%%

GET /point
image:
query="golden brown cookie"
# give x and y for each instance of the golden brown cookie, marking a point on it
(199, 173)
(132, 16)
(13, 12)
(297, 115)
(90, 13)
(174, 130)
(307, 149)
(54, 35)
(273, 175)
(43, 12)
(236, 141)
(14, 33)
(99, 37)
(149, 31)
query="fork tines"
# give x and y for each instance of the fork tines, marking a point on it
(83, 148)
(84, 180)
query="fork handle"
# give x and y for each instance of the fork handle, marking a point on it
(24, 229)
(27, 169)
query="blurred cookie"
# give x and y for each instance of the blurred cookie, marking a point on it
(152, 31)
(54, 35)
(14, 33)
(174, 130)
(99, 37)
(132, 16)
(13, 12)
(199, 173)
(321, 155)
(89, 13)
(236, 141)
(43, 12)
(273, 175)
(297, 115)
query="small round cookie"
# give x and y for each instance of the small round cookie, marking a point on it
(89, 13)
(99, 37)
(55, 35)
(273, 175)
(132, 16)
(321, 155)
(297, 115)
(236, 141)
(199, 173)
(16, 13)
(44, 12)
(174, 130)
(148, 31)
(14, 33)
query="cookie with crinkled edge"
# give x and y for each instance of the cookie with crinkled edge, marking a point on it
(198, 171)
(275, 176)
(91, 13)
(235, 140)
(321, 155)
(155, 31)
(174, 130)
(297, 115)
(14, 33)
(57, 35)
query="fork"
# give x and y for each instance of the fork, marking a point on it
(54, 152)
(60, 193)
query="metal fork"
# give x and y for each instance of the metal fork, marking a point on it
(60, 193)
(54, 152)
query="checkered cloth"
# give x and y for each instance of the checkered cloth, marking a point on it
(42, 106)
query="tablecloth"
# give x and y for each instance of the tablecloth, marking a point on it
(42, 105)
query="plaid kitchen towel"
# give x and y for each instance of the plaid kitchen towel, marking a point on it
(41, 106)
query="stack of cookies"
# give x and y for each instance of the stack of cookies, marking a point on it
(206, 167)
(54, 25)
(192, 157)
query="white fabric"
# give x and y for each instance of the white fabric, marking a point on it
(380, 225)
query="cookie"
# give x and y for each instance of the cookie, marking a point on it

%%

PROBLEM TO WORK ON: The answer must be all of the entries, restated exactly.

SOLUTION TO THE EXERCISE:
GET /point
image:
query="golden brown cookie"
# give x and y for each instance of the golden brown cookie, marking a point on it
(199, 173)
(132, 16)
(13, 12)
(297, 115)
(90, 13)
(174, 130)
(307, 149)
(54, 35)
(273, 175)
(43, 12)
(236, 141)
(14, 33)
(99, 37)
(149, 31)
query="fork tines"
# give x and y for each instance of the fork tines, marking a point on it
(83, 148)
(84, 180)
query="fork handle"
# give x and y for each instance of the fork handle, marking a point on it
(24, 229)
(27, 169)
query="blurred cookie"
# give x and y for each instance of the blurred cookie, marking a point on it
(152, 31)
(54, 35)
(14, 33)
(174, 130)
(99, 37)
(132, 16)
(13, 12)
(199, 173)
(321, 155)
(89, 13)
(236, 141)
(43, 12)
(273, 175)
(297, 115)
query="small round cookie"
# give x and y for each instance of the small round cookie, marking a point on it
(89, 13)
(99, 37)
(55, 35)
(273, 175)
(132, 16)
(321, 155)
(297, 115)
(236, 141)
(199, 173)
(16, 13)
(44, 12)
(174, 130)
(148, 31)
(14, 33)
query="cookie with crinkled edge"
# give x and y for each instance of the cookie with crinkled edge, marking a point on it
(198, 171)
(275, 176)
(91, 13)
(235, 140)
(321, 155)
(155, 31)
(174, 130)
(297, 115)
(14, 33)
(57, 35)
query="fork"
# give x and y for each instance of the fork, marking a point on it
(54, 152)
(60, 193)
query="metal fork"
# give x and y for each instance of the metal fork, marking a point on it
(60, 193)
(54, 152)
query="checkered cloth"
# give x and y for each instance of the checkered cloth, marking a point on it
(42, 106)
query="tablecloth"
# give x and y for each instance of the tablecloth, marking a point on it
(42, 105)
query="plaid kitchen towel"
# give x and y for each instance of the plaid kitchen towel, marking a point on it
(41, 106)
query="stack of cookies"
# give x and y for each instance of the stack of cookies, marking a point on it
(206, 167)
(54, 25)
(192, 157)
query="white fabric"
# give x and y for each instance of the white fabric, marking a point on it
(380, 225)
query="cookie"
# give x and y for each instance of the cookie, marking a point on it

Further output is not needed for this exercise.